### WHAT YOU SHOULD DO
Produce word for word the lines of the data below running from the one that has "the bench seat." to the one that has "bicycle brake lever.", inclusive, and no others.

### DATA IN THIS EXERCISE
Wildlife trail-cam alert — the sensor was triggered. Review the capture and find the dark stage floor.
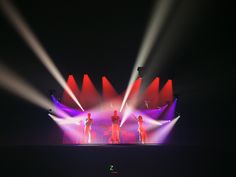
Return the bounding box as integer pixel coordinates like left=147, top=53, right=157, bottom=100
left=0, top=145, right=230, bottom=177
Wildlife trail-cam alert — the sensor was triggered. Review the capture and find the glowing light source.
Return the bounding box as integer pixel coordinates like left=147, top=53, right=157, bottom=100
left=62, top=75, right=80, bottom=108
left=51, top=95, right=82, bottom=117
left=120, top=104, right=134, bottom=127
left=142, top=104, right=168, bottom=119
left=142, top=77, right=160, bottom=108
left=162, top=98, right=177, bottom=120
left=128, top=77, right=142, bottom=99
left=102, top=76, right=118, bottom=100
left=149, top=115, right=180, bottom=143
left=80, top=74, right=101, bottom=109
left=48, top=113, right=83, bottom=125
left=159, top=79, right=173, bottom=106
left=120, top=77, right=142, bottom=112
left=49, top=113, right=84, bottom=144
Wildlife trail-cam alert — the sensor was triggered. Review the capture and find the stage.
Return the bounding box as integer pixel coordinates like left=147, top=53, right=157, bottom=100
left=0, top=0, right=233, bottom=176
left=0, top=145, right=229, bottom=177
left=49, top=75, right=178, bottom=145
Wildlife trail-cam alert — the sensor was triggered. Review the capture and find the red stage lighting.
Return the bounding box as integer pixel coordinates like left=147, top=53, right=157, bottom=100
left=62, top=75, right=80, bottom=108
left=142, top=77, right=160, bottom=109
left=159, top=79, right=173, bottom=106
left=80, top=74, right=101, bottom=109
left=102, top=76, right=118, bottom=100
left=128, top=77, right=142, bottom=99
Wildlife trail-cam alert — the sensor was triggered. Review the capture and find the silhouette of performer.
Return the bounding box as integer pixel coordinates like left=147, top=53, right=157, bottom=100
left=84, top=113, right=93, bottom=144
left=111, top=110, right=120, bottom=144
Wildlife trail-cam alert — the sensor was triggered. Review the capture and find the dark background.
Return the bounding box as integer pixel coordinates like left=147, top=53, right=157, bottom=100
left=0, top=0, right=235, bottom=176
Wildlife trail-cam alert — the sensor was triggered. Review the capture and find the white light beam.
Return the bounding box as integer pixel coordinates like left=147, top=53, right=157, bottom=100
left=0, top=0, right=84, bottom=111
left=120, top=0, right=173, bottom=112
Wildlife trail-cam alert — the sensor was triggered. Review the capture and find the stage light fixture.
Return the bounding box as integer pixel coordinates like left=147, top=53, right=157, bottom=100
left=137, top=66, right=145, bottom=77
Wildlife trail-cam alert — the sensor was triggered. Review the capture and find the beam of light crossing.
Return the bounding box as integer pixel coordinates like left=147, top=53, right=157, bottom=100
left=0, top=0, right=84, bottom=111
left=149, top=115, right=180, bottom=143
left=0, top=62, right=69, bottom=118
left=120, top=93, right=141, bottom=127
left=132, top=110, right=164, bottom=130
left=120, top=0, right=174, bottom=112
left=120, top=102, right=165, bottom=128
left=80, top=74, right=101, bottom=109
left=48, top=113, right=84, bottom=125
left=62, top=75, right=80, bottom=108
left=49, top=113, right=84, bottom=144
left=120, top=103, right=134, bottom=127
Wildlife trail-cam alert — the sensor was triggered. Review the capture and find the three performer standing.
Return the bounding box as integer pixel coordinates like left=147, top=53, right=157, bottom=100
left=82, top=111, right=146, bottom=144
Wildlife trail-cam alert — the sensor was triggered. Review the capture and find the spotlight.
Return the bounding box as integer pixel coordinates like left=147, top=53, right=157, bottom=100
left=137, top=66, right=144, bottom=77
left=176, top=112, right=180, bottom=117
left=48, top=108, right=54, bottom=115
left=49, top=89, right=56, bottom=96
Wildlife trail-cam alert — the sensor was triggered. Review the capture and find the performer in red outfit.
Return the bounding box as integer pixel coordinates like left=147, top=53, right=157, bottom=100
left=111, top=110, right=120, bottom=144
left=84, top=113, right=93, bottom=144
left=136, top=115, right=146, bottom=144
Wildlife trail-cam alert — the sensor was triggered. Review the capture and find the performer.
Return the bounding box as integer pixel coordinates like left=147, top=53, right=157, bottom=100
left=111, top=110, right=120, bottom=144
left=144, top=100, right=149, bottom=109
left=135, top=115, right=146, bottom=144
left=84, top=113, right=93, bottom=144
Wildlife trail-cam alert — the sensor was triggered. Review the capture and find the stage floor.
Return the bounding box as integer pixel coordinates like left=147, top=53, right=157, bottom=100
left=0, top=145, right=230, bottom=177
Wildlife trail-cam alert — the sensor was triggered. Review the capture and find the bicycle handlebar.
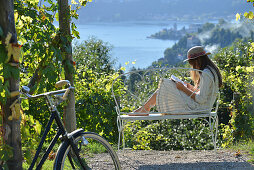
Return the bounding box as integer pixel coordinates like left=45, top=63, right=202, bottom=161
left=21, top=80, right=74, bottom=100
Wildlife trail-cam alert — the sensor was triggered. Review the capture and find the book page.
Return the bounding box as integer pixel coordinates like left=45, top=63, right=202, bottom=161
left=171, top=75, right=187, bottom=87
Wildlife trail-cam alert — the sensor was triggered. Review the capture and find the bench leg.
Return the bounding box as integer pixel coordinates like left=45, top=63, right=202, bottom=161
left=117, top=117, right=123, bottom=151
left=118, top=130, right=125, bottom=151
left=118, top=130, right=121, bottom=151
left=209, top=115, right=218, bottom=150
left=117, top=119, right=126, bottom=151
left=122, top=128, right=125, bottom=150
left=214, top=115, right=219, bottom=150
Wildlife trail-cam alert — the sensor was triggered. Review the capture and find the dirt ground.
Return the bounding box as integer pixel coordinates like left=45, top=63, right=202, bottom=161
left=116, top=149, right=254, bottom=170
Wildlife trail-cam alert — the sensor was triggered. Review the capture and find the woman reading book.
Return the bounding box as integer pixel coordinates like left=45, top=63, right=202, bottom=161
left=131, top=46, right=222, bottom=116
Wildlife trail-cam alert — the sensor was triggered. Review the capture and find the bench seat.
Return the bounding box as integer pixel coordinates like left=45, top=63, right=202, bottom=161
left=120, top=112, right=217, bottom=120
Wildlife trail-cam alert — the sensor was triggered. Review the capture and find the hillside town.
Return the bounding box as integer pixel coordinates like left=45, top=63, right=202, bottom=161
left=148, top=23, right=203, bottom=40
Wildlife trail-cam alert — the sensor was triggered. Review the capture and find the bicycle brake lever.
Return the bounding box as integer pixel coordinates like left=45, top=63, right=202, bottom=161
left=22, top=86, right=30, bottom=93
left=21, top=86, right=32, bottom=98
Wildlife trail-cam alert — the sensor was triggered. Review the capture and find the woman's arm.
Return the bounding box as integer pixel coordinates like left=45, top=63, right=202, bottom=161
left=185, top=82, right=199, bottom=92
left=176, top=82, right=196, bottom=100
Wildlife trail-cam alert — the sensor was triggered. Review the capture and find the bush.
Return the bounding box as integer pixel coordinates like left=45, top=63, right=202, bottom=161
left=124, top=119, right=218, bottom=150
left=214, top=40, right=254, bottom=146
left=74, top=38, right=124, bottom=143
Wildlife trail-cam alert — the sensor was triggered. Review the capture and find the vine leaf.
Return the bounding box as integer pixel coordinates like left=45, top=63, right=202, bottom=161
left=0, top=26, right=3, bottom=37
left=0, top=45, right=7, bottom=63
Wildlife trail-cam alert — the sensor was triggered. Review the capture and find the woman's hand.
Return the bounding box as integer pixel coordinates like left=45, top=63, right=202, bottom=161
left=175, top=81, right=196, bottom=100
left=186, top=83, right=200, bottom=92
left=175, top=82, right=186, bottom=91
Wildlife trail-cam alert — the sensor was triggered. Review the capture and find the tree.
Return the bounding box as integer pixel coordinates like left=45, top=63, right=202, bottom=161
left=73, top=38, right=114, bottom=74
left=0, top=0, right=22, bottom=169
left=58, top=0, right=92, bottom=133
left=73, top=38, right=121, bottom=142
left=58, top=0, right=76, bottom=132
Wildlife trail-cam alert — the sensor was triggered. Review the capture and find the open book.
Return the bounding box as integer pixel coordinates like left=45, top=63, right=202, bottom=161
left=171, top=75, right=187, bottom=87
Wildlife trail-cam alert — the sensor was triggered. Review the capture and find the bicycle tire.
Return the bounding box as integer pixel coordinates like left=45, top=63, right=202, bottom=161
left=54, top=132, right=121, bottom=170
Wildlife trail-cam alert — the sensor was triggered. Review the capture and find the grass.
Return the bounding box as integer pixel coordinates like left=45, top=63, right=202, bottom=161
left=22, top=140, right=113, bottom=169
left=228, top=140, right=254, bottom=164
left=86, top=142, right=107, bottom=154
left=22, top=143, right=59, bottom=169
left=23, top=160, right=54, bottom=169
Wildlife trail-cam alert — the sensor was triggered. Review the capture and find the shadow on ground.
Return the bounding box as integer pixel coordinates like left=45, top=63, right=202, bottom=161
left=138, top=161, right=254, bottom=170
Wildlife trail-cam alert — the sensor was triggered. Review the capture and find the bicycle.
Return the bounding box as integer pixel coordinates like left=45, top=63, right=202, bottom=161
left=19, top=80, right=121, bottom=170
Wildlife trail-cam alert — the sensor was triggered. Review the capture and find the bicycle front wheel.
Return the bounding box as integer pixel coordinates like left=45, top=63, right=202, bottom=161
left=54, top=132, right=121, bottom=170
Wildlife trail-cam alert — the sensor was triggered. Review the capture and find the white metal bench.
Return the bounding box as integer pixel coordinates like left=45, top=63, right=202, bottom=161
left=111, top=67, right=220, bottom=150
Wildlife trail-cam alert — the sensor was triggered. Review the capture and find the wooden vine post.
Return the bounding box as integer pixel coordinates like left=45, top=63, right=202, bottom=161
left=58, top=0, right=77, bottom=132
left=0, top=0, right=22, bottom=169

### RESPONSE
Wildlife trail-cam alert — the sensor was triggered. Review the capture and find the bench seat.
Return the bounding box as integer pixel coordinates like left=45, top=63, right=202, bottom=161
left=120, top=112, right=217, bottom=120
Wildlife trail-cam alert — the sensor was triggered. Review the capture and find the hillside town.
Return the bounding box as integer pixel coordinates like left=45, top=63, right=202, bottom=161
left=148, top=23, right=203, bottom=40
Wildlife trail-cam alert — the sensor was triggered. Review the capture and find the bicycle brake lever.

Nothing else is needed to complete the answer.